EXERCISE DESCRIPTION: Copy out each line exactly as it appears.

BEGIN DATA ROWS

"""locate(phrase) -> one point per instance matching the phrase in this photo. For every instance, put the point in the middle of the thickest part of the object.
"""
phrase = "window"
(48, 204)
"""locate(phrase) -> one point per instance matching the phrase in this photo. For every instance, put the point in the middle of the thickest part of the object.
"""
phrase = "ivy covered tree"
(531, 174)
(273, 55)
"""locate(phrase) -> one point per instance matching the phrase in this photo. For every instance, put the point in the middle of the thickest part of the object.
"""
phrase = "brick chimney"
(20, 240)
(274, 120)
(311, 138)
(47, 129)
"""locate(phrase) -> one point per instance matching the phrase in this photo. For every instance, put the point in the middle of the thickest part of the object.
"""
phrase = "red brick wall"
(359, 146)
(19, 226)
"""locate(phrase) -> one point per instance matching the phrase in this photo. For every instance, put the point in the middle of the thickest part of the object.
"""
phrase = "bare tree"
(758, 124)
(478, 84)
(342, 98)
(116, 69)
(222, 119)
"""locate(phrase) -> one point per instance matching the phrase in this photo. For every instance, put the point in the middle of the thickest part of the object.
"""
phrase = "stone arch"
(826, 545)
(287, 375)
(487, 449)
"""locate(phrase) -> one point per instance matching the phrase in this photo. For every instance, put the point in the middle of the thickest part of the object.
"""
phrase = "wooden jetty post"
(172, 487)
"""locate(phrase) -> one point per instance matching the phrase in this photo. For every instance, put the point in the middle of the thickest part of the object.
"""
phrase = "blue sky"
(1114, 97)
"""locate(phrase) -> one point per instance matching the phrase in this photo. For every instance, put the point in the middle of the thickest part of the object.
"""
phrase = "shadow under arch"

END DATA ROWS

WRITTEN SOLUTION:
"""locate(phrase) -> one point per instance matching the phrase in this photo. For every instance, put the point in the middle of the thickest part of the object.
"""
phrase = "window"
(48, 204)
"""locate(phrase) -> one point per instance matching the phrase in this photo. For every instance, put the point in the middle of the thickest part of the object.
"""
phrase = "ivy covered tree"
(531, 174)
(273, 55)
"""locate(phrase) -> one point per instance matching the phrase in this photo. For every instance, put the point in the middle of the thickest part of the object.
"""
phrase = "brick chimney"
(20, 240)
(274, 120)
(311, 138)
(47, 129)
"""locate(phrase) -> one point per instance matching the phrase in this photo. For every instance, put the point in the middle of the thickest part of the object.
"""
phrase = "red brick wall"
(359, 146)
(19, 226)
"""locate(phrase) -> one point per instance matching the phrase in this photo. For every instance, put the point in the middle of the thickest part of the object.
"""
phrase = "bare tree"
(758, 124)
(478, 84)
(342, 98)
(116, 69)
(222, 119)
"""locate(phrase) -> one point per instance matching the phrase in this photo. For every instance, put the point in the middle of the thickest part of the object.
"""
phrase = "stone arch"
(826, 545)
(287, 375)
(487, 449)
"""locate(phrase) -> one point per instance matching the phrase in this photo. For every instance, put the point in the middle of the thickest part of the object.
"""
phrase = "wooden jetty post"
(172, 487)
"""locate(phrase) -> one point per instance matching the phrase in this photo. For every instance, put the point in the middle of the thickest part of the object.
"""
phrase = "blue sky"
(1114, 97)
"""locate(phrase) -> one point per instance matching the phrase in this photo. For every instance, put the point in the middle of the thickest part of the object.
"""
phrase = "shadow under arch"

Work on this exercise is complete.